*YOUR ASSIGNMENT*. The listing below is to be given again in full and word for word, without its images.

━━━━━ DATA EXTRACT ━━━━━

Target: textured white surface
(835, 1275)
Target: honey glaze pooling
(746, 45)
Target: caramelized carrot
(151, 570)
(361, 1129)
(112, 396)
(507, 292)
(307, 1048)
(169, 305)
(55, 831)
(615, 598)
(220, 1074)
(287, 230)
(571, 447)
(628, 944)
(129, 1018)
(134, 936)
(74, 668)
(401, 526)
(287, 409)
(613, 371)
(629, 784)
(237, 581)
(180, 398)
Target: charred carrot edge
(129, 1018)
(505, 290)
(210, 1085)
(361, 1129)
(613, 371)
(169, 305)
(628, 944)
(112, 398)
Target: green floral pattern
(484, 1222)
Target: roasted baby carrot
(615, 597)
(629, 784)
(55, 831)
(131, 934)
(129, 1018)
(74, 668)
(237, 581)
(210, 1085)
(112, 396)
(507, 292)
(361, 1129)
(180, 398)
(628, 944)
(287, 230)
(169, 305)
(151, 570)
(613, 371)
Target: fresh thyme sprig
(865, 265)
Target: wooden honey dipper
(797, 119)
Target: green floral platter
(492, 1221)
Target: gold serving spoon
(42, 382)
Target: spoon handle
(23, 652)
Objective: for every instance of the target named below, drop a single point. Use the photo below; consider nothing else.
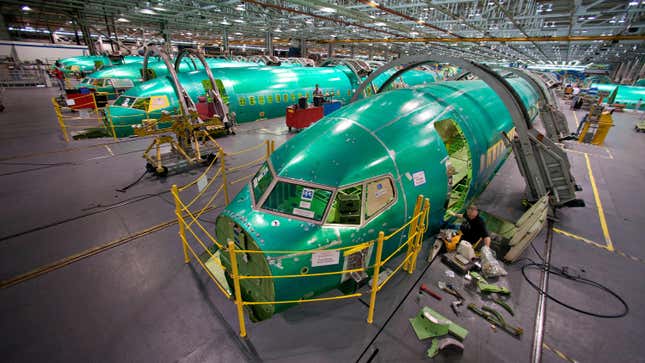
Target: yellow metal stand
(375, 284)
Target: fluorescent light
(147, 11)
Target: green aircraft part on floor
(358, 171)
(627, 95)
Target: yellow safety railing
(217, 183)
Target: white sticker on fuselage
(325, 258)
(419, 178)
(307, 194)
(302, 212)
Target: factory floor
(88, 273)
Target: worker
(318, 97)
(59, 76)
(473, 229)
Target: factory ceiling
(580, 31)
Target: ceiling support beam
(573, 38)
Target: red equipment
(299, 118)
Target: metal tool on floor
(450, 290)
(455, 306)
(424, 288)
(504, 305)
(494, 317)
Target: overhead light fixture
(147, 11)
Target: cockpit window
(298, 200)
(261, 182)
(380, 193)
(125, 101)
(346, 208)
(141, 103)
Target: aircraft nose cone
(249, 264)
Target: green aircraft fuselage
(113, 79)
(627, 95)
(252, 93)
(358, 171)
(89, 63)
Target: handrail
(416, 227)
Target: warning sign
(325, 258)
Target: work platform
(134, 299)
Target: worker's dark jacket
(473, 229)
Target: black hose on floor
(125, 189)
(562, 272)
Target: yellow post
(59, 118)
(224, 179)
(377, 269)
(180, 221)
(411, 231)
(236, 286)
(419, 237)
(268, 150)
(96, 109)
(109, 117)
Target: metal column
(225, 49)
(268, 43)
(4, 32)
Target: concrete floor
(138, 301)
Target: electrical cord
(125, 189)
(563, 272)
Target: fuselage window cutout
(380, 193)
(346, 207)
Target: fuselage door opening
(459, 166)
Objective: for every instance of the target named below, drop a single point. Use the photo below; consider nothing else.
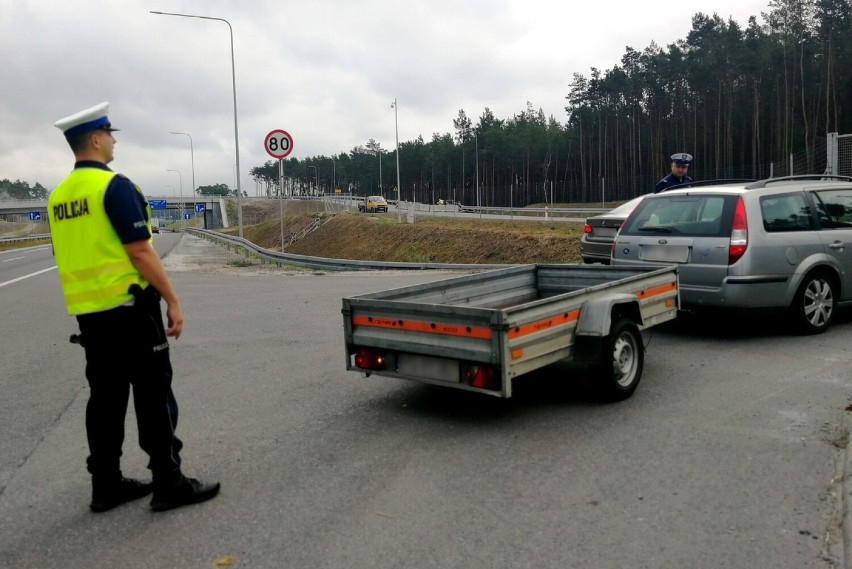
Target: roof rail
(762, 183)
(700, 183)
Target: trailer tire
(622, 361)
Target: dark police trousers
(126, 347)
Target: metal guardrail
(248, 248)
(33, 237)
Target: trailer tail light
(739, 233)
(483, 377)
(369, 359)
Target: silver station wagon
(781, 243)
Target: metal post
(395, 106)
(192, 157)
(180, 180)
(234, 86)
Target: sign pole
(281, 198)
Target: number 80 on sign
(278, 143)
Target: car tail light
(483, 377)
(739, 233)
(369, 359)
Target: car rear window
(834, 208)
(786, 212)
(688, 215)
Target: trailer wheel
(622, 361)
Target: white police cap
(93, 118)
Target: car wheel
(813, 306)
(622, 361)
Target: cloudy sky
(326, 71)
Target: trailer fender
(596, 319)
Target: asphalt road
(728, 454)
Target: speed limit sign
(278, 143)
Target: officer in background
(112, 280)
(680, 165)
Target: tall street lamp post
(180, 181)
(395, 107)
(234, 86)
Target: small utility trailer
(481, 331)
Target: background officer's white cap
(93, 118)
(681, 158)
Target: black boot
(184, 492)
(107, 494)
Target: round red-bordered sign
(278, 143)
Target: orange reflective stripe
(657, 290)
(539, 325)
(429, 327)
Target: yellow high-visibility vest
(94, 269)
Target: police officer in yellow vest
(112, 280)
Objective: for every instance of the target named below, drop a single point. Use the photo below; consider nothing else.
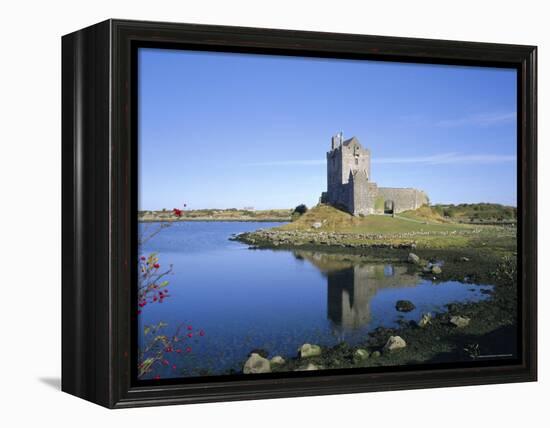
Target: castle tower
(346, 159)
(350, 186)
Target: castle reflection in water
(352, 284)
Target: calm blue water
(275, 300)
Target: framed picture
(253, 213)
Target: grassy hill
(334, 220)
(477, 213)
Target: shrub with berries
(159, 350)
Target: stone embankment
(292, 238)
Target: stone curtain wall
(403, 199)
(349, 184)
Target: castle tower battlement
(350, 187)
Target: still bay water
(247, 299)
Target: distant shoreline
(211, 220)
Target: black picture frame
(99, 220)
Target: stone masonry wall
(403, 199)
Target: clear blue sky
(222, 130)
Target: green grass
(334, 220)
(476, 212)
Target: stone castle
(350, 186)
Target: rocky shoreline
(291, 238)
(465, 332)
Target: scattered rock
(256, 364)
(459, 321)
(395, 343)
(360, 355)
(436, 270)
(277, 360)
(260, 351)
(425, 320)
(307, 350)
(413, 258)
(404, 306)
(307, 368)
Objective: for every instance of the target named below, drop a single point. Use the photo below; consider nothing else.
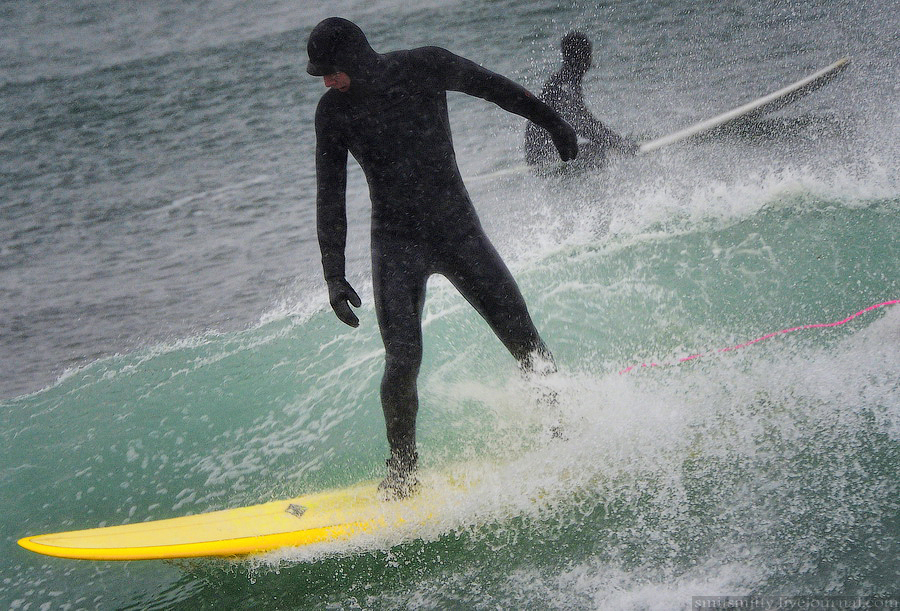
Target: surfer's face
(338, 80)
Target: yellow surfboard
(312, 518)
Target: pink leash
(759, 339)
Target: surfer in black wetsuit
(390, 112)
(563, 93)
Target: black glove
(339, 293)
(565, 140)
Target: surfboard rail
(766, 104)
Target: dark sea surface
(166, 347)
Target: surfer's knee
(536, 359)
(402, 362)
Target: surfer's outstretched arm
(331, 215)
(460, 74)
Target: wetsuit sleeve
(456, 73)
(580, 117)
(331, 193)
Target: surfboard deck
(304, 520)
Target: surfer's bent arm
(587, 125)
(331, 195)
(460, 74)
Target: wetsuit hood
(339, 45)
(577, 52)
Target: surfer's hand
(565, 140)
(339, 294)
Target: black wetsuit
(564, 94)
(394, 121)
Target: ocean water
(166, 347)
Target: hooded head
(338, 45)
(577, 51)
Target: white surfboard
(760, 106)
(768, 103)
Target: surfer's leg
(479, 274)
(399, 277)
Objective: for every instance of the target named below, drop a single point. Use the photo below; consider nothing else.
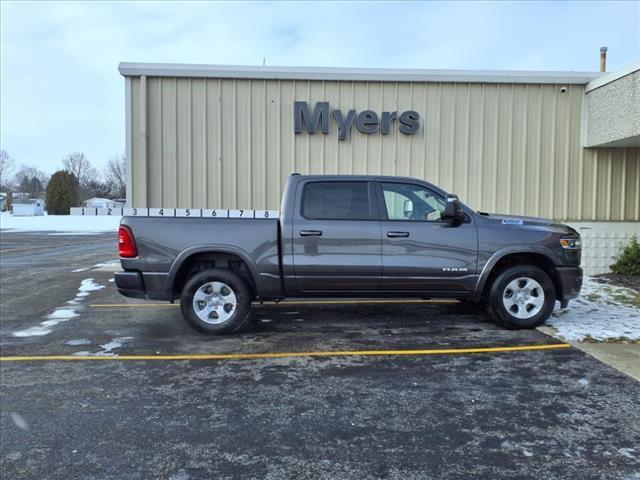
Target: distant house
(28, 208)
(102, 203)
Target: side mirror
(453, 212)
(408, 208)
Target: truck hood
(520, 220)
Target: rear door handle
(310, 233)
(397, 234)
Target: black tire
(501, 291)
(239, 313)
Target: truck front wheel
(521, 296)
(216, 301)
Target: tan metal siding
(513, 148)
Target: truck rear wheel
(216, 301)
(521, 296)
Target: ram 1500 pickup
(352, 236)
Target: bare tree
(31, 180)
(116, 175)
(78, 164)
(6, 168)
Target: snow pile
(77, 224)
(602, 312)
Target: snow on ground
(61, 314)
(107, 348)
(62, 224)
(602, 312)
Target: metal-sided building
(562, 145)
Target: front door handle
(397, 234)
(310, 233)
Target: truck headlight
(571, 243)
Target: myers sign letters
(366, 121)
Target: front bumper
(130, 284)
(570, 283)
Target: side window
(336, 201)
(412, 202)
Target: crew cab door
(336, 237)
(420, 251)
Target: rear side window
(336, 201)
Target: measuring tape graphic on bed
(176, 212)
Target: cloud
(61, 91)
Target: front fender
(502, 253)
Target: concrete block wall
(602, 241)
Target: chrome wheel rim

━━━━━

*YOUR SOLUTION*.
Target: textured white surface
(835, 1275)
Target: honey glaze pooling
(746, 45)
Target: caramelized carrot
(151, 570)
(361, 1129)
(112, 396)
(507, 292)
(307, 1048)
(169, 305)
(55, 831)
(615, 598)
(220, 1074)
(287, 230)
(571, 447)
(628, 944)
(129, 1018)
(134, 936)
(74, 668)
(401, 526)
(287, 409)
(613, 371)
(629, 784)
(237, 581)
(180, 398)
Target: charred carrot edge
(129, 1018)
(505, 290)
(210, 1085)
(361, 1129)
(613, 371)
(169, 305)
(628, 944)
(112, 398)
Target: green floral pattern
(484, 1222)
Target: roasted baby carrot
(615, 597)
(629, 784)
(55, 831)
(131, 934)
(129, 1018)
(74, 668)
(237, 581)
(210, 1085)
(112, 396)
(507, 292)
(361, 1129)
(180, 398)
(628, 944)
(287, 230)
(169, 305)
(151, 570)
(613, 371)
Target: fresh thyme sprig
(865, 265)
Target: wooden honey dipper
(797, 119)
Target: green floral platter
(492, 1221)
Target: gold serving spoon
(42, 382)
Target: spoon handle
(23, 652)
Objective: for every instance of the target named below, drop a single point. Use the photo below; consider nothing else.
Target: yellow metal stand
(375, 284)
Target: fluorescent light
(147, 11)
Target: green aircraft part on floor
(358, 171)
(627, 95)
Target: yellow safety railing
(217, 183)
Target: white sticker on fuselage
(325, 258)
(419, 178)
(307, 194)
(302, 212)
Target: factory floor
(88, 273)
Target: worker
(318, 97)
(59, 76)
(473, 229)
Target: factory ceiling
(580, 31)
Target: ceiling support beam
(573, 38)
Target: red equipment
(299, 118)
Target: metal tool on floor
(450, 290)
(455, 306)
(424, 288)
(504, 305)
(494, 317)
Target: overhead light fixture
(147, 11)
Target: cockpit window
(298, 200)
(261, 182)
(380, 193)
(125, 101)
(346, 208)
(141, 103)
Target: aircraft nose cone
(249, 264)
Target: green aircraft fuselage
(113, 79)
(627, 95)
(252, 93)
(358, 171)
(89, 63)
Target: handrail
(416, 227)
Target: warning sign
(325, 258)
Target: work platform
(134, 299)
Target: worker's dark jacket
(473, 229)
Target: black hose on floor
(125, 189)
(562, 272)
Target: yellow post
(59, 118)
(224, 179)
(377, 269)
(180, 221)
(411, 231)
(236, 286)
(419, 237)
(268, 150)
(96, 109)
(109, 117)
Target: metal column
(225, 49)
(268, 43)
(4, 32)
Target: concrete floor
(138, 301)
Target: electrical cord
(125, 189)
(563, 272)
Target: fuselage window cutout
(380, 193)
(346, 207)
Target: fuselage door opening
(459, 166)
Objective: for every instance of the target named below, drop a single point. Use the photo below; consider nothing else.
Target: roof rail
(762, 183)
(700, 183)
Target: trailer tire
(622, 361)
Target: dark police trousers
(126, 347)
Target: metal guardrail
(248, 248)
(33, 237)
Target: trailer tail light
(739, 233)
(483, 377)
(369, 359)
Target: silver station wagon
(781, 243)
Target: metal post
(395, 106)
(192, 157)
(180, 180)
(234, 86)
Target: sign pole
(281, 198)
Target: number 80 on sign
(278, 143)
Target: car tail light
(483, 377)
(739, 233)
(369, 359)
Target: car rear window
(834, 208)
(786, 212)
(688, 215)
Target: trailer wheel
(622, 361)
Target: white police cap
(93, 118)
Target: car wheel
(813, 306)
(622, 361)
Target: cloudy sky
(326, 71)
Target: trailer fender
(596, 319)
Target: asphalt road
(728, 454)
Target: speed limit sign
(278, 143)
Target: officer in background
(112, 280)
(680, 165)
Target: tall street lamp post
(180, 181)
(395, 107)
(234, 86)
Target: small utility trailer
(481, 331)
Target: background officer's white cap
(93, 118)
(681, 158)
Target: black boot
(184, 492)
(107, 494)
Target: round red-bordered sign
(278, 143)
Target: orange reflective stripe
(657, 290)
(539, 325)
(429, 327)
Target: yellow high-visibility vest
(94, 269)
Target: police officer in yellow vest
(112, 280)
Objective: for every instance of the target named below, drop a single point. Use the photo below; consider nothing else.
Target: castle tower
(346, 159)
(350, 186)
Target: castle reflection in water
(352, 284)
Target: calm blue water
(275, 300)
Target: framed picture
(253, 213)
Target: grassy hill
(334, 220)
(477, 213)
Target: shrub with berries
(159, 350)
Target: stone embankment
(292, 238)
Target: stone curtain wall
(403, 199)
(349, 184)
Target: castle tower battlement
(350, 187)
Target: still bay water
(247, 299)
Target: distant shoreline
(211, 220)
Target: black picture frame
(99, 220)
Target: stone masonry wall
(403, 199)
Target: clear blue sky
(222, 130)
Target: green grass
(334, 220)
(476, 212)
Target: stone castle
(350, 186)
Target: rocky shoreline
(291, 238)
(465, 332)
Target: scattered rock
(256, 364)
(459, 321)
(395, 343)
(360, 355)
(436, 270)
(277, 360)
(260, 351)
(425, 320)
(307, 350)
(413, 258)
(404, 306)
(307, 368)
Objective: for every instance of the target named below, drop a single point. Use the photo below; consider nothing else.
Target: surfer's face
(338, 80)
Target: yellow surfboard
(312, 518)
Target: pink leash
(759, 339)
Target: surfer in black wetsuit
(390, 112)
(563, 93)
Target: black glove
(339, 293)
(565, 140)
Target: surfboard rail
(766, 104)
Target: dark sea surface
(166, 347)
Target: surfer's knee
(536, 359)
(402, 362)
Target: surfer's outstretched arm
(331, 215)
(460, 74)
Target: wetsuit sleeve
(456, 73)
(580, 117)
(331, 193)
Target: surfboard deck
(304, 520)
Target: surfer's bent arm
(587, 125)
(331, 195)
(460, 74)
Target: wetsuit hood
(339, 45)
(577, 52)
Target: surfer's hand
(565, 140)
(339, 294)
Target: black wetsuit
(564, 94)
(394, 121)
Target: ocean water
(166, 347)
Target: hooded head
(338, 45)
(577, 51)
Target: white surfboard
(760, 106)
(768, 103)
Target: surfer's leg
(479, 274)
(399, 277)
Objective: for every instance of the target named below, drop a single point. Use the photo below; consider nothing else.
Target: distant house
(28, 208)
(102, 203)
Target: side mirror
(453, 212)
(408, 208)
Target: truck hood
(520, 220)
Target: rear door handle
(310, 233)
(397, 234)
Target: black tire
(501, 291)
(239, 313)
Target: truck front wheel
(521, 296)
(216, 301)
Target: tan metal siding
(513, 148)
Target: truck rear wheel
(216, 301)
(521, 296)
Target: ram 1500 pickup
(352, 236)
Target: bare tree
(31, 180)
(116, 175)
(78, 164)
(6, 168)
Target: snow pile
(77, 224)
(602, 312)
Target: snow on ground
(61, 314)
(107, 348)
(62, 224)
(602, 312)
Target: metal-sided building
(562, 145)
Target: front door handle
(397, 234)
(310, 233)
Target: truck headlight
(571, 243)
Target: myers sign letters
(366, 121)
Target: front bumper
(130, 284)
(570, 283)
Target: side window
(336, 201)
(412, 202)
Target: crew cab door
(336, 237)
(420, 251)
Target: rear side window
(336, 201)
Target: measuring tape graphic on bed
(176, 212)
Target: cloud
(61, 91)
Target: front fender
(502, 253)
Target: concrete block wall
(602, 241)
Target: chrome wheel rim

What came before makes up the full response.